(Exercise objective) Can you render every line of the records below as a JSON list of strings, one string per line, with blank lines skipped and the pictures left out?

--- START Stored records ---

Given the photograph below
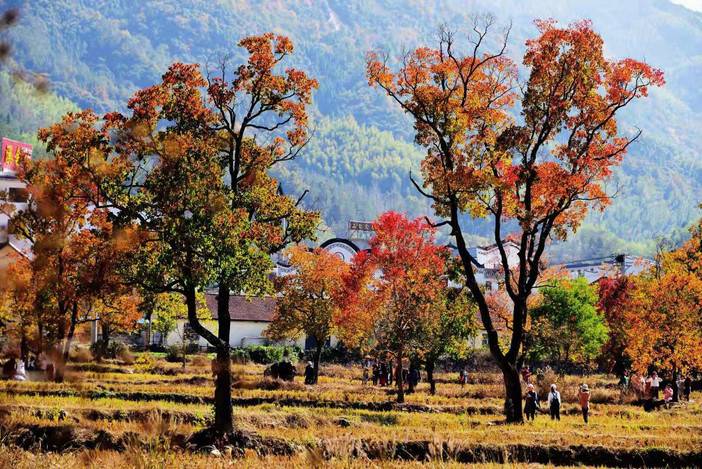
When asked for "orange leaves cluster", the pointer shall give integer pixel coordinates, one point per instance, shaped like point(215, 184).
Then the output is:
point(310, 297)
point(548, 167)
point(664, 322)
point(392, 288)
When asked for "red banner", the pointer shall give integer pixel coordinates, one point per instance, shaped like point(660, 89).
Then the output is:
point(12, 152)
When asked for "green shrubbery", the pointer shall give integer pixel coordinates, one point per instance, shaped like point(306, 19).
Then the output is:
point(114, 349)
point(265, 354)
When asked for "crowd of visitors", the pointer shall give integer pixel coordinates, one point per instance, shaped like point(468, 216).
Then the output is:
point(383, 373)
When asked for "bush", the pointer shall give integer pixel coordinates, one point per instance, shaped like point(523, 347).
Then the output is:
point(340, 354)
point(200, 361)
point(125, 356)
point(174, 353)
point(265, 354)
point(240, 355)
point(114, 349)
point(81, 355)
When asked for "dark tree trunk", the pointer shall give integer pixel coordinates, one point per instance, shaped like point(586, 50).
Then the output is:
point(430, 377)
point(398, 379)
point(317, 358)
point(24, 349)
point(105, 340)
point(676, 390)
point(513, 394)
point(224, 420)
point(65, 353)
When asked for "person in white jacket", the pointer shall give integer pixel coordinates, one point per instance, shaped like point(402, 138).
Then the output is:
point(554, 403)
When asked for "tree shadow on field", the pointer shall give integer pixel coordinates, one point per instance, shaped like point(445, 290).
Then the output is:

--- END Stored records ---

(Output of the exercise)
[
  "Given the photograph below",
  "When asked for \"orange leaves cluster\", the pointer shall give integer pixel coordinates, one point per instance, shaped like point(215, 184).",
  "Then the output is:",
  "point(310, 297)",
  "point(548, 167)",
  "point(664, 322)",
  "point(392, 288)",
  "When asked for \"red banner\", the pointer shall give integer pixel coordinates, one point per instance, shaped like point(660, 89).",
  "Then the output is:",
  "point(12, 152)",
  "When asked for \"green shrubbery\", the pointer shall give integer pixel coordinates, one point per instance, shaped like point(306, 19).",
  "Then the output is:",
  "point(114, 349)",
  "point(265, 354)",
  "When asked for \"crowd of visitors\", the pointer shall give integer pixel coordinates, one point per instance, shaped like point(468, 216).",
  "Then the output is:",
  "point(383, 373)",
  "When asked for \"bush\", the pointer shall give integer pixel coordinates, one point per instance, shaped like point(523, 347).",
  "Then the output is:",
  "point(340, 354)",
  "point(200, 361)",
  "point(125, 356)",
  "point(174, 353)",
  "point(265, 354)",
  "point(240, 355)",
  "point(114, 349)",
  "point(81, 355)",
  "When asked for \"dark tree trunk\", the pointer shall give integer pixel coordinates, one point per instance, shaped like point(586, 50).",
  "Then the output is:",
  "point(430, 377)",
  "point(398, 379)",
  "point(317, 358)",
  "point(24, 349)",
  "point(105, 340)",
  "point(676, 390)",
  "point(513, 394)",
  "point(224, 420)",
  "point(65, 353)",
  "When asked for \"person in white jacket\", the pointer shall give integer pixel coordinates, one point per instance, shaped like point(402, 138).",
  "Then the output is:",
  "point(554, 403)",
  "When asked for \"tree shadow on field\", the pointer shall give integer pixel coordinates, one point per instance, shaped like point(445, 290).",
  "Then the output is:"
]